### Task brief
In the entries below, count every line that has the string "yellow", and answer with that count alone.
***** Extracted material *****
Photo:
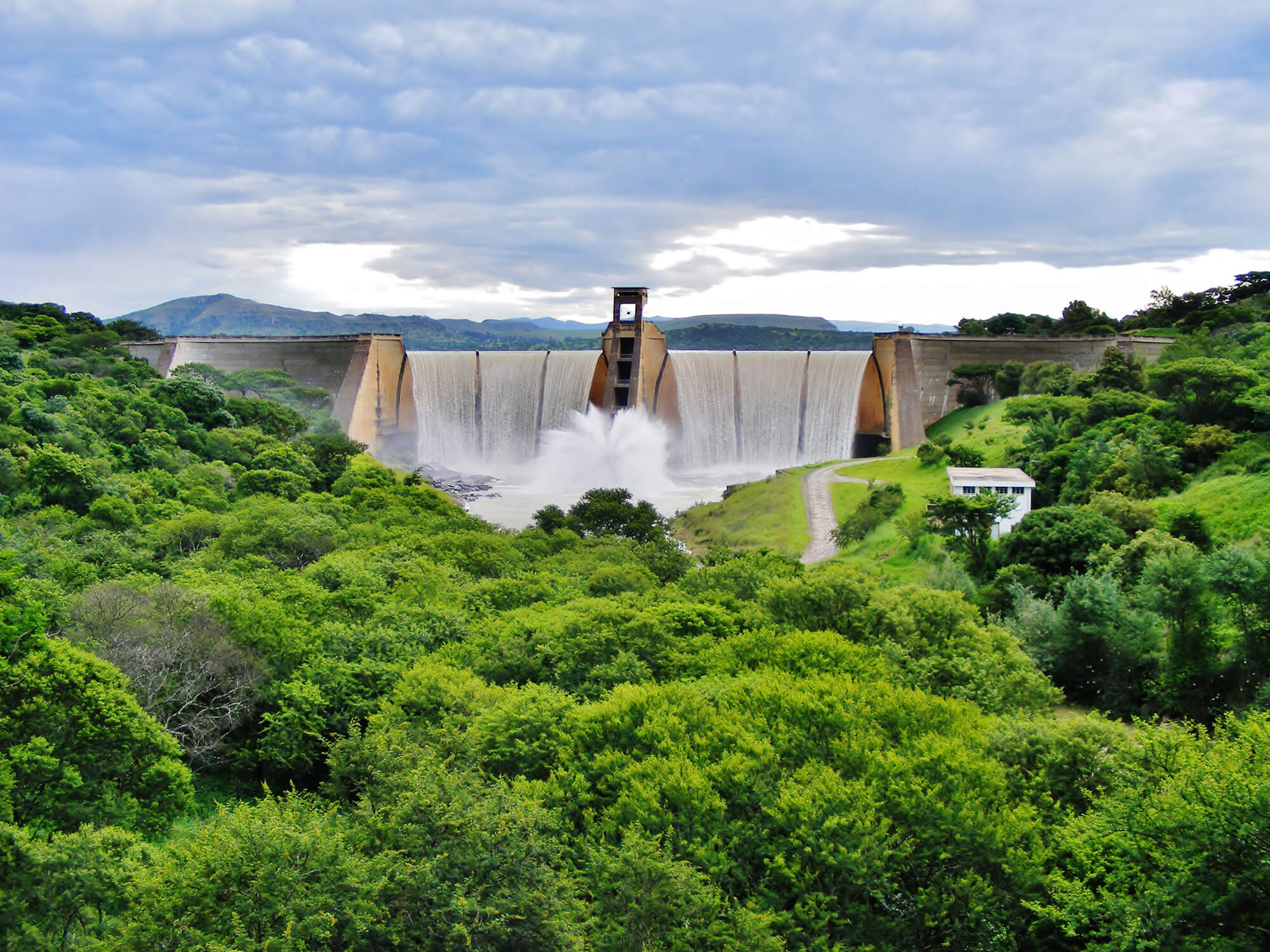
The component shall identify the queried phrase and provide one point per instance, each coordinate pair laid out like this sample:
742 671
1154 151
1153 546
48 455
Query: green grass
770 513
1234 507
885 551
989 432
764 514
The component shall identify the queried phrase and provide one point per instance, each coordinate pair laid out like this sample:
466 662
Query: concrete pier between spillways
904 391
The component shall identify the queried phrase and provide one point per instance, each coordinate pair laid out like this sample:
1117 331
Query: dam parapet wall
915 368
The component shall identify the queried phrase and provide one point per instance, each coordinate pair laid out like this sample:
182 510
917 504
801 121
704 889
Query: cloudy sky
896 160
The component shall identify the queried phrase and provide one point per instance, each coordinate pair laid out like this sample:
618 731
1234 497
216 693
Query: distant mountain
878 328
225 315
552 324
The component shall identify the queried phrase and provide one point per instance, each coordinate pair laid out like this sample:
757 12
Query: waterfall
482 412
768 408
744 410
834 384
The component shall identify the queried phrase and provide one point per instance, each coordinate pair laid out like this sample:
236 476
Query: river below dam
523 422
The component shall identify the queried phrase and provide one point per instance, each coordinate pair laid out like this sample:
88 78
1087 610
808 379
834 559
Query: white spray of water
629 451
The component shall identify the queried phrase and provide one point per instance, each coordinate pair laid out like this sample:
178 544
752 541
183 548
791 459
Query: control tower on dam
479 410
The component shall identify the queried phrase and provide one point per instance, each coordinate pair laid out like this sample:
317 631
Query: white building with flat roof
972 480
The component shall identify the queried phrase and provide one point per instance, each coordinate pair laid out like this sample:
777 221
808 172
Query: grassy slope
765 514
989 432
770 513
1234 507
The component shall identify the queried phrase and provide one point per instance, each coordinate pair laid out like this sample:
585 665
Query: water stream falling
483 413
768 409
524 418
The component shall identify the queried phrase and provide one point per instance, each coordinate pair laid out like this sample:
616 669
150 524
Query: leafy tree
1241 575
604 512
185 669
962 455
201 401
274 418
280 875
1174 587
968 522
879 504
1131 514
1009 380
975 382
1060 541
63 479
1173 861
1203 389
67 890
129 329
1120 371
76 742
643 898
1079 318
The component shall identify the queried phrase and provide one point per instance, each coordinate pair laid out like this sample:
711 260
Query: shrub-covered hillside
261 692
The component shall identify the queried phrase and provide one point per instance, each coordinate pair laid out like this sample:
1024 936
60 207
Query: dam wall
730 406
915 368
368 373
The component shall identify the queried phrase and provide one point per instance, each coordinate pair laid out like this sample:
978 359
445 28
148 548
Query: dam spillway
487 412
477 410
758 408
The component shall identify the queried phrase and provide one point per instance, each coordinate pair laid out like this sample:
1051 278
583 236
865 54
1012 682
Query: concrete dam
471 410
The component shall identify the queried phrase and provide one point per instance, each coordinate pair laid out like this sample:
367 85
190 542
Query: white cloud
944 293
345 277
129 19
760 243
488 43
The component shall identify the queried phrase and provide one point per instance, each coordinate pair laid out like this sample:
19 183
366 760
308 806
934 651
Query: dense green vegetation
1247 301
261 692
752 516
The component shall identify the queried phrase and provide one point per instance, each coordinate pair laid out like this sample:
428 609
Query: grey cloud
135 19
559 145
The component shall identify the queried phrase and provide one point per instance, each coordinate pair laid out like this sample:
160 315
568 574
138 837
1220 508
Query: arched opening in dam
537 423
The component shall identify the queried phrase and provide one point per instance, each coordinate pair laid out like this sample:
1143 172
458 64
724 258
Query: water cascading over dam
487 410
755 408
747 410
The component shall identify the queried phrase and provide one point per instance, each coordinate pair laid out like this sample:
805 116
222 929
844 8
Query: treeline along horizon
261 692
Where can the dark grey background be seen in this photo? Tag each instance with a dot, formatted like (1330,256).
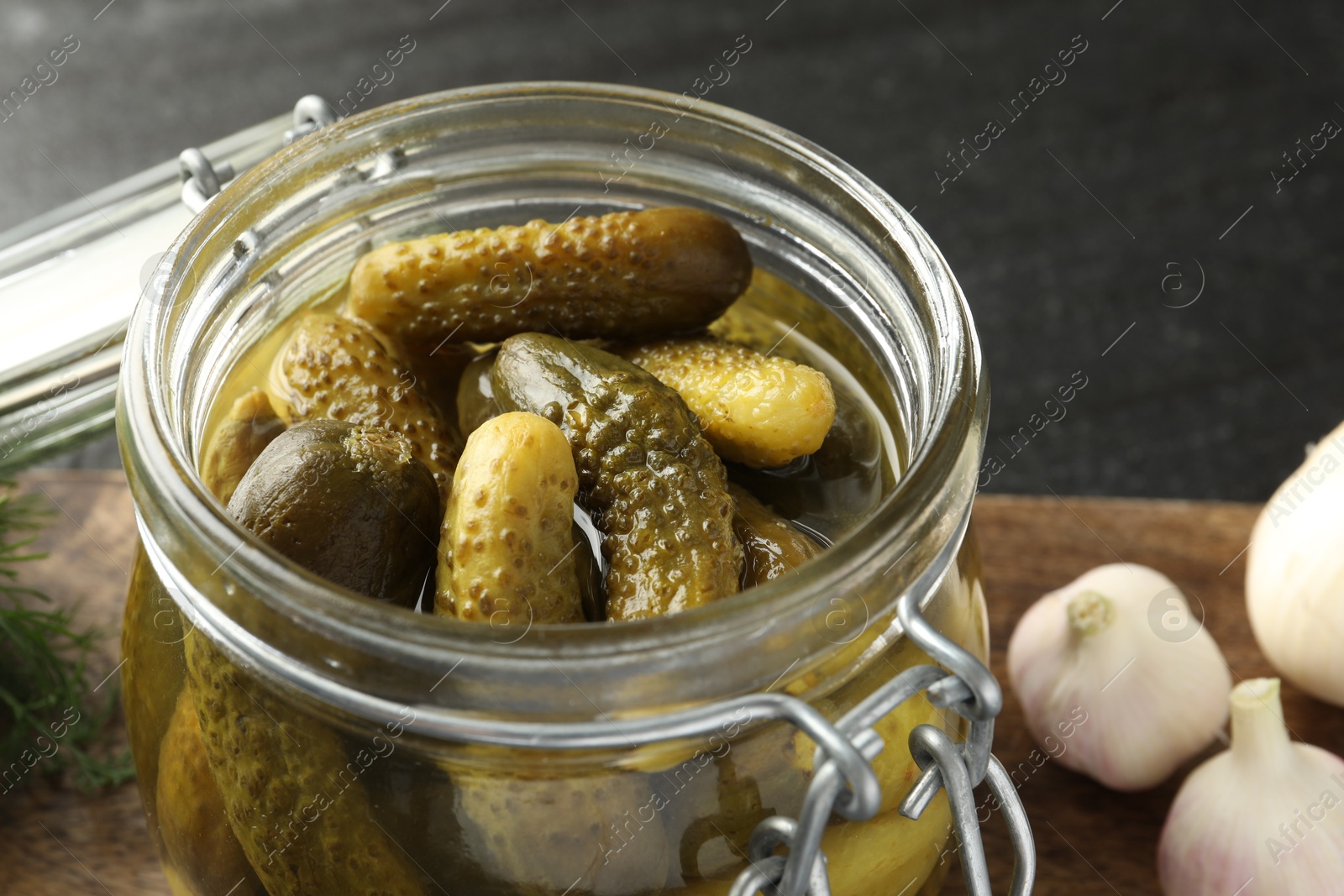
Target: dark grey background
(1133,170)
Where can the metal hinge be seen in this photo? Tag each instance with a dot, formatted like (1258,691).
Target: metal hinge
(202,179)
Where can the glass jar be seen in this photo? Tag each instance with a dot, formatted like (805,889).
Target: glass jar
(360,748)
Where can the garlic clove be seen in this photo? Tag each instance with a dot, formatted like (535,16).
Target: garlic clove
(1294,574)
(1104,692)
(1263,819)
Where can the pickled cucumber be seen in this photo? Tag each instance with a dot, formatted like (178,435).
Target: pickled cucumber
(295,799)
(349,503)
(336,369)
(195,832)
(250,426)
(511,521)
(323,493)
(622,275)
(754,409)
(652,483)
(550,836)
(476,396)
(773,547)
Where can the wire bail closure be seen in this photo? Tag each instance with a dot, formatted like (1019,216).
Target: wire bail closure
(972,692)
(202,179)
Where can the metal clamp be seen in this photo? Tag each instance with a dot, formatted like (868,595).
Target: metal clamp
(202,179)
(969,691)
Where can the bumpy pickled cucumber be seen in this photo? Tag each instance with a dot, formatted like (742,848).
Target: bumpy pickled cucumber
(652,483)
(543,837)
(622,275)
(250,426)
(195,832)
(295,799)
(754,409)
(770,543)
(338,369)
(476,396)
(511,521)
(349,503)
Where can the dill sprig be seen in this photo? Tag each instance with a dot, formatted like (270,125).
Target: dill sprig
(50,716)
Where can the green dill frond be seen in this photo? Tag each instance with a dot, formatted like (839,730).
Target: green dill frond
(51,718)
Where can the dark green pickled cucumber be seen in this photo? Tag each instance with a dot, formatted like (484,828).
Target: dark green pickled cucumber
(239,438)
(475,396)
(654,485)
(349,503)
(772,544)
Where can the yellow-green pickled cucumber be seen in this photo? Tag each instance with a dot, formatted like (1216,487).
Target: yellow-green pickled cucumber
*****
### Response
2